Problem set —
(1) In the habanero passage, how many Scoville units of heat do habanero peppers typically have?
(2) Summarize the habanero passage in two sentences.
(3) Reproduce the habanero passage word for word from "The habanero pepper" up to and including "tongue and bowels.".

Exercise passage —

++++++

Written by Mike Ludwig | Translated by Ehow Contributor

The habanero pepper is the one of the hottest peppers grown and consumed commercially. Habanero pepper sauces, salsas and dishes are popular in throughout the Caribbean, Mexico and Central America, but such fare is often too hot for people with milder palates. In most cases, eating raw habanero peppers poses no long-term health dangers, but even a single pepper can have an intense and fiery effect on your tongue and bowels.


Capsaicin Brings the Heat

Habaneros and other chilli peppers get their heat from capsaicin, an oil found in the seeds and inner ribs on the peppers. Capsaicin triggers the same nerves that tell the brain that it is getting too hot and causes a burning sensation. Scoville units measure the amount of capscaicin and, therefore, the amount of heat in a pepper or chilli dish. According to the chilli resource website Chili World, habanero peppers typically have 100,000 to 350,000 Scoville units of heat. In comparison, a cayenne pepper has 30,000 to 50,000 Scoville units of heat, and most popular hot sauces come in at 1,000 to 5,000 Scoville units. Capsaicin is a potent oil, but there is no medical evidence that it is dangerous in any amount. The rumour that hot peppers cause ulcers is a myth, and capsaicin actually helps prevent ulcers by helping the stomach build up bile and killing unwanted bacteria. Capsaicin can aggravate pre-existing ulcers and digestive disorders, so those suffering from any kind of digestive difficulty should consult their doctor before eating habaneros. Your brain also responds to the burning sensation caused by capsaicin by releasing endorphins and other pain-relieving chemicals, and many chilli enthusiasts report that they are addicted to the “high” they get from eating hot peppers.

++++++

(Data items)
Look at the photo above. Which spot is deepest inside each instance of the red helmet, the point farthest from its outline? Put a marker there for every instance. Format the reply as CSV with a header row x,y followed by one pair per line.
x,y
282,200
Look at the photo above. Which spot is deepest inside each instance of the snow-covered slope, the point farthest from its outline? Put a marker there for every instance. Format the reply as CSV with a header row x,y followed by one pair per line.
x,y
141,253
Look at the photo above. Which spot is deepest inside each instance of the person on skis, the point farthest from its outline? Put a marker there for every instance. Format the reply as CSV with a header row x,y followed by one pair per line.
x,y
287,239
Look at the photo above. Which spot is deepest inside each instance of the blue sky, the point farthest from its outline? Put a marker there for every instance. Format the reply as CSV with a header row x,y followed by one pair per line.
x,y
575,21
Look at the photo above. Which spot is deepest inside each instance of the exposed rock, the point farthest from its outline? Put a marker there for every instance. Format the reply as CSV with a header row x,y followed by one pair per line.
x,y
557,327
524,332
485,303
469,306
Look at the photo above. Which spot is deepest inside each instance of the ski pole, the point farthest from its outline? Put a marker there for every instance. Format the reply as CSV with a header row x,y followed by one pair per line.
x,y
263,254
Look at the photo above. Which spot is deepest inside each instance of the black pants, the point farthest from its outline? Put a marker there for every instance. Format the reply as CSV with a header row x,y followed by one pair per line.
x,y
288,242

++++++

Expected outputs —
(1) Habanero peppers typically have 100,000 to 350,000 Scoville units of heat.

(2) Habanero peppers are among the hottest peppers grown commercially, and although eating them raw usually poses no long-term health danger, even a single one can have an intense effect on the tongue and bowels. Their heat, typically 100,000 to 350,000 Scoville units, comes from capsaicin, an oil that does not cause ulcers but can aggravate existing digestive disorders and prompts the brain to release endorphins.

(3)
The habanero pepper is the one of the hottest peppers grown and consumed commercially. Habanero pepper sauces, salsas and dishes are popular in throughout the Caribbean, Mexico and Central America, but such fare is often too hot for people with milder palates. In most cases, eating raw habanero peppers poses no long-term health dangers, but even a single pepper can have an intense and fiery effect on your tongue and bowels.